Rewrite the rows below, substituting "Response" for every occurrence of "Submission" and leaving all other text unchanged.

**Entries from a dataset:**
— BEGIN —

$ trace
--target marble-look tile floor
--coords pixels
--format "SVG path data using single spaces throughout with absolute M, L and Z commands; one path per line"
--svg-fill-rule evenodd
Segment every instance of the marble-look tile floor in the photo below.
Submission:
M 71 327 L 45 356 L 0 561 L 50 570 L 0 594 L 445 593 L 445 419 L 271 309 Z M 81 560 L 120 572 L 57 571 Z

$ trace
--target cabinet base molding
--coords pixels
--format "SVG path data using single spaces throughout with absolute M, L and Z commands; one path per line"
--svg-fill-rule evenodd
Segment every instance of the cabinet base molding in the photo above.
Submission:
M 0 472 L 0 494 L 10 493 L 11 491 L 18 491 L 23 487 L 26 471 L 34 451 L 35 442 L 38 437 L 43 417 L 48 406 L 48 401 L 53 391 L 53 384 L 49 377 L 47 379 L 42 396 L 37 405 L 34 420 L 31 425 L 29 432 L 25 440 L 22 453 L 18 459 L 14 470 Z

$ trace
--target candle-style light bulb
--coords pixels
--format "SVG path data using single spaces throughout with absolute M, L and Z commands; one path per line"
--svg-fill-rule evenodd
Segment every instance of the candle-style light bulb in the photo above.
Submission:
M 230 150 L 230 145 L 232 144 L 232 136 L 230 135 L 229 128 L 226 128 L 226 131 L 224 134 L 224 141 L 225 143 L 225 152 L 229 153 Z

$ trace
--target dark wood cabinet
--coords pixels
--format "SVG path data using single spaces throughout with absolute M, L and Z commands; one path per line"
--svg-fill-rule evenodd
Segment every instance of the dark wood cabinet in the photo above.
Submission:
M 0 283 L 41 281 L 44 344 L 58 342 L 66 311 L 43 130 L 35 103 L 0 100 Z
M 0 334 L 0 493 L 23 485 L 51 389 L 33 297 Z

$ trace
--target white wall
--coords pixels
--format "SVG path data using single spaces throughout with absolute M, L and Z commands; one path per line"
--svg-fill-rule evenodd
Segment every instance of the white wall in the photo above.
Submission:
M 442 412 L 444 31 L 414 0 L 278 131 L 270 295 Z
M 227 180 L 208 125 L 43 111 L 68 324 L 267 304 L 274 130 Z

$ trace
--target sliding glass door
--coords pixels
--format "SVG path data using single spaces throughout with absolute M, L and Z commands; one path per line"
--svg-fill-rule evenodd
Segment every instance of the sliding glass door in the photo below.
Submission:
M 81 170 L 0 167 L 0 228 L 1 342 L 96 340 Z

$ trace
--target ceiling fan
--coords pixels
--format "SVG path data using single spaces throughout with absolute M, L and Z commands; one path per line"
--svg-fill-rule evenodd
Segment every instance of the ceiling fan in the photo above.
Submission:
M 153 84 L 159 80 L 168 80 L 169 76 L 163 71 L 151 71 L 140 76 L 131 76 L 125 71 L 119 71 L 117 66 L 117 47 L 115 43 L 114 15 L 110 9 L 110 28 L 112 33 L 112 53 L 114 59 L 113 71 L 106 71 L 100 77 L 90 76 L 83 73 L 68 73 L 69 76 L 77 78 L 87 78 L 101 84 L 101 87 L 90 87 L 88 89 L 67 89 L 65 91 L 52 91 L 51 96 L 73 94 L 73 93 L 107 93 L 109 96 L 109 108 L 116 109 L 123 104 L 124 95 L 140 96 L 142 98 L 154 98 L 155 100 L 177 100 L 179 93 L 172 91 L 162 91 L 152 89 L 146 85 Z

— END —

**Task solution:**
$ trace
--target marble-look tile floor
--coords pixels
--format "SVG path data using single spaces throughout with absolute M, L and Z commands; one path per line"
--svg-fill-rule evenodd
Segment every instance of the marble-look tile floor in the photo below.
Response:
M 71 327 L 45 356 L 0 561 L 50 570 L 0 594 L 445 593 L 445 419 L 271 309 Z M 81 560 L 120 572 L 57 571 Z

$ trace
--target cabinet base molding
--coords pixels
--format "SVG path data using single spaces throughout with absolute M, L and Z commands; one path per line"
--svg-fill-rule evenodd
Segment every instance of the cabinet base molding in the photo above.
Response:
M 0 472 L 0 494 L 10 493 L 11 491 L 18 491 L 23 487 L 26 471 L 34 451 L 35 442 L 38 437 L 43 417 L 48 406 L 48 401 L 53 391 L 53 384 L 49 377 L 47 379 L 42 396 L 37 405 L 34 420 L 31 425 L 29 432 L 25 440 L 22 453 L 18 459 L 14 470 Z

$ trace
--target candle-style light bulb
--coords pixels
--format "SVG path data using single spaces throughout with absolute M, L and Z commands; one path per line"
--svg-fill-rule evenodd
Segment every instance of the candle-style light bulb in the photo above.
Response:
M 230 150 L 230 145 L 232 144 L 232 136 L 230 135 L 229 128 L 226 128 L 226 131 L 224 134 L 224 141 L 225 143 L 225 152 L 229 153 Z

$ trace
--target dark wood cabinet
--coords pixels
--format "SVG path data using single spaces throughout with absolute M, L and Z commands; one path per line"
--svg-fill-rule evenodd
Segment every instance of the dark wood cabinet in the photo above.
Response:
M 0 283 L 41 281 L 44 344 L 58 342 L 66 311 L 43 130 L 35 103 L 0 100 Z
M 0 334 L 0 493 L 23 485 L 51 389 L 33 297 Z

$ trace
--target white wall
--coords pixels
--format "SVG path data using single spaces throughout with absolute M, L and Z commands; one path per line"
--svg-fill-rule evenodd
Segment every instance of the white wall in the photo above.
Response:
M 442 412 L 444 31 L 414 0 L 278 131 L 270 295 Z
M 227 180 L 208 125 L 43 111 L 68 324 L 267 304 L 274 130 Z

$ trace
--target sliding glass door
--coords pixels
--format "SVG path data using single spaces throughout with absolute M, L and Z commands; one path per line"
--svg-fill-rule evenodd
Segment every instance of the sliding glass door in the photo below.
Response:
M 81 170 L 0 167 L 0 228 L 1 342 L 96 340 Z

$ trace
--target ceiling fan
--coords pixels
--format "SVG path data using single spaces throughout with absolute M, L and Z commands; one path per line"
--svg-fill-rule evenodd
Segment every instance of the ceiling fan in the photo above.
Response:
M 153 84 L 159 80 L 168 80 L 169 76 L 163 71 L 151 71 L 140 76 L 131 76 L 125 71 L 119 71 L 117 66 L 117 47 L 115 43 L 114 15 L 110 9 L 110 28 L 112 33 L 112 53 L 114 59 L 113 71 L 106 71 L 100 77 L 90 76 L 83 73 L 68 73 L 69 76 L 77 78 L 87 78 L 101 84 L 101 87 L 90 87 L 88 89 L 67 89 L 65 91 L 52 91 L 51 96 L 73 94 L 73 93 L 107 93 L 109 96 L 109 108 L 116 109 L 123 104 L 124 95 L 140 96 L 142 98 L 154 98 L 155 100 L 177 100 L 179 93 L 172 91 L 162 91 L 152 89 L 146 85 Z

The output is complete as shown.